Locate each line in the material below that contains the string "stump", and copy those lines verbatim.

Record extracts:
────────────────

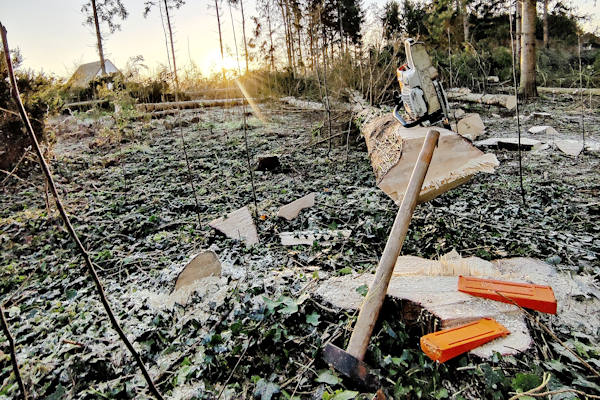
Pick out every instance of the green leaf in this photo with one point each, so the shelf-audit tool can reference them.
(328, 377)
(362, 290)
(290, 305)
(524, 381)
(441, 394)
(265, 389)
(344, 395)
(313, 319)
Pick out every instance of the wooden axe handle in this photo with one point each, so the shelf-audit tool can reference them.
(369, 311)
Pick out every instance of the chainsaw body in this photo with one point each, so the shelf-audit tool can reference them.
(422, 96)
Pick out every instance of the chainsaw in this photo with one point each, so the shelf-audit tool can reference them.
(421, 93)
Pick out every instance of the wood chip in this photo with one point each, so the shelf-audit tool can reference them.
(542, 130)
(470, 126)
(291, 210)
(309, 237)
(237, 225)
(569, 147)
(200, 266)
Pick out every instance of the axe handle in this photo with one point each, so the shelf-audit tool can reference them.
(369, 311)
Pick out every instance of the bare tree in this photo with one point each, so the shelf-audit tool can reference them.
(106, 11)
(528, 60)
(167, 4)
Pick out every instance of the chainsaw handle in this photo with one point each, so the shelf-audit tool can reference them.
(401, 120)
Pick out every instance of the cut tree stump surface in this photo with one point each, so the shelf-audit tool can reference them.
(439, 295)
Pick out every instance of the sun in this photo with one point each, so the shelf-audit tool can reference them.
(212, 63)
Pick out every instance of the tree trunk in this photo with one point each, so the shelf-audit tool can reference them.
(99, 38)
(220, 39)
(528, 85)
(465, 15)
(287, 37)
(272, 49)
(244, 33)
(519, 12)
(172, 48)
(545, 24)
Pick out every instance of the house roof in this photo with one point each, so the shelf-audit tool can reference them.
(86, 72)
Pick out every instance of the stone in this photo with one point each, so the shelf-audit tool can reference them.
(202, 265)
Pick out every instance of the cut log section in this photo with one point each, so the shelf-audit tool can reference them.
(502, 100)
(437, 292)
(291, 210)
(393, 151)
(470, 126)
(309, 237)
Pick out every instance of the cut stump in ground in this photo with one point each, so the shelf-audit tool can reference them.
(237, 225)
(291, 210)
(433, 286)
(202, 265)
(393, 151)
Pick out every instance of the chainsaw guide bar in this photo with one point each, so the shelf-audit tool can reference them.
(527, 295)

────────────────

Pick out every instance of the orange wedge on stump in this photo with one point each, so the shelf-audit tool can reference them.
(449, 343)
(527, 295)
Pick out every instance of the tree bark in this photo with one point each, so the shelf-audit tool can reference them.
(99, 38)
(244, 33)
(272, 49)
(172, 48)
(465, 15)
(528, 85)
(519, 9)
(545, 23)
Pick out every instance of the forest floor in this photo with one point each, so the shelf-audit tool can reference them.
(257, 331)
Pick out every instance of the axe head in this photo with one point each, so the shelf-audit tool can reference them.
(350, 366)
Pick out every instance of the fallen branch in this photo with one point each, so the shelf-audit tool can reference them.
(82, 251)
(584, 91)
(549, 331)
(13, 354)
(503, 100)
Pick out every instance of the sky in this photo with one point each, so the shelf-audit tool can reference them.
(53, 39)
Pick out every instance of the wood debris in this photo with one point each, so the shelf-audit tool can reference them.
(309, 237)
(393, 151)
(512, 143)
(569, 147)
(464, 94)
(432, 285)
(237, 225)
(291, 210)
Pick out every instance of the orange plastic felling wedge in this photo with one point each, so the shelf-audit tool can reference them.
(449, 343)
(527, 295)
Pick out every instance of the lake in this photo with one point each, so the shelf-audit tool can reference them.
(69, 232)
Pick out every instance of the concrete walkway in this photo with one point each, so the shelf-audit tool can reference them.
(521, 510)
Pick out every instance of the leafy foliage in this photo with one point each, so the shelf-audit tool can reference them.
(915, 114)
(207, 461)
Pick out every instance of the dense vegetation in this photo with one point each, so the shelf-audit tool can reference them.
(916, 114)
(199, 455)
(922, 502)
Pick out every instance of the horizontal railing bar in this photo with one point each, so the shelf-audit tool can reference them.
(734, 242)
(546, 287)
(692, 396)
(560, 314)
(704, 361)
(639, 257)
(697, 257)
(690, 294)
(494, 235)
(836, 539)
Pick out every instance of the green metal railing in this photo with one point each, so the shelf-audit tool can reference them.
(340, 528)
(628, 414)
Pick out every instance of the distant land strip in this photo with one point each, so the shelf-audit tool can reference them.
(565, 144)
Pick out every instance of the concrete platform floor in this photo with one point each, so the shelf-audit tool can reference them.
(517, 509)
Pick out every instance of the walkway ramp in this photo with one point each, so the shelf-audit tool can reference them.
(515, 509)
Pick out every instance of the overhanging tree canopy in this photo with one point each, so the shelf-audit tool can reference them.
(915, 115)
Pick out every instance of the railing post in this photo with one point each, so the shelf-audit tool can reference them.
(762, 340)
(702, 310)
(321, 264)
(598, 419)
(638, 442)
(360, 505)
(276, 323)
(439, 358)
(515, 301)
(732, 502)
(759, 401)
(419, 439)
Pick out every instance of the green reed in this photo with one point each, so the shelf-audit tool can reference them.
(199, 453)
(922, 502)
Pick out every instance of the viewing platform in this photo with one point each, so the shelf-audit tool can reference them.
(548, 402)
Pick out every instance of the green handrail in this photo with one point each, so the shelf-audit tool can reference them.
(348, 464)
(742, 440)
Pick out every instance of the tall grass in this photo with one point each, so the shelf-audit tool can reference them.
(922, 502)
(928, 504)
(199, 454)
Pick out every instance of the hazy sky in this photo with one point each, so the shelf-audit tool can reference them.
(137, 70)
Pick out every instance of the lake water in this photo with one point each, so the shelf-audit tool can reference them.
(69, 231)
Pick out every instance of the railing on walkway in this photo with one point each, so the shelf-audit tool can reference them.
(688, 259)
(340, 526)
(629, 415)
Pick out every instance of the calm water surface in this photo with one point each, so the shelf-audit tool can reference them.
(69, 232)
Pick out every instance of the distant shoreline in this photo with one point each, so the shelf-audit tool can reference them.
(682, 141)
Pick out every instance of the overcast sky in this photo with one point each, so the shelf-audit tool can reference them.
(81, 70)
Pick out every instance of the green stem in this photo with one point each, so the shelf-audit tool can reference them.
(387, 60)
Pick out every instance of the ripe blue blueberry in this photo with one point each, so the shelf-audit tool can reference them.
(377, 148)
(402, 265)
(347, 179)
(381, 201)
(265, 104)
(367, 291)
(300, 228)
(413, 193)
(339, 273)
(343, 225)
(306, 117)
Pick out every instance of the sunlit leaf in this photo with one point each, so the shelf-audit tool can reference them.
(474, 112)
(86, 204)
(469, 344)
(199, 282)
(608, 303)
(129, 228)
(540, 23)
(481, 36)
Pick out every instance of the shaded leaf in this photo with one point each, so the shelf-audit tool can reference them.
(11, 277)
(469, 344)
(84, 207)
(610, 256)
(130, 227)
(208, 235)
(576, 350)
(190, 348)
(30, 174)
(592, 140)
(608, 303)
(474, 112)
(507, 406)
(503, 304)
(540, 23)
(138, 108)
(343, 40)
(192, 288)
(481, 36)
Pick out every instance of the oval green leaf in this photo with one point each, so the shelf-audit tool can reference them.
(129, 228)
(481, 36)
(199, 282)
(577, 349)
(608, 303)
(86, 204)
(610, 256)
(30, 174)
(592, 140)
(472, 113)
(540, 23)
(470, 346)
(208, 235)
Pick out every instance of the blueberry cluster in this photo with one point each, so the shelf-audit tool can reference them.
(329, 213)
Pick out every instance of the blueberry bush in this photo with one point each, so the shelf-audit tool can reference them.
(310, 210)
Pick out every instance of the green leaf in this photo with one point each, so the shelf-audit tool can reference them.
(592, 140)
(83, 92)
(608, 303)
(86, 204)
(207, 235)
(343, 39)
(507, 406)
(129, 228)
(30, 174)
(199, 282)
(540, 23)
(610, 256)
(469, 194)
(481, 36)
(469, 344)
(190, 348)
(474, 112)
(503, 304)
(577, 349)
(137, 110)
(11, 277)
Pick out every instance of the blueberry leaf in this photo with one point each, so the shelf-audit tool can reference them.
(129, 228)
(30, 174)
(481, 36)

────────────────

Full solution:
Pick out every instance of the cut tree stump surface in this photo with one point each, so the shelf-audit tool can reference them.
Pick out every instance of the cut stump in ground in this photo with one point each, so the shelf-audit tool can reference them.
Pick out every instance of the orange wedge on stump in this photo with one point each, so the shelf-audit tool can reference them.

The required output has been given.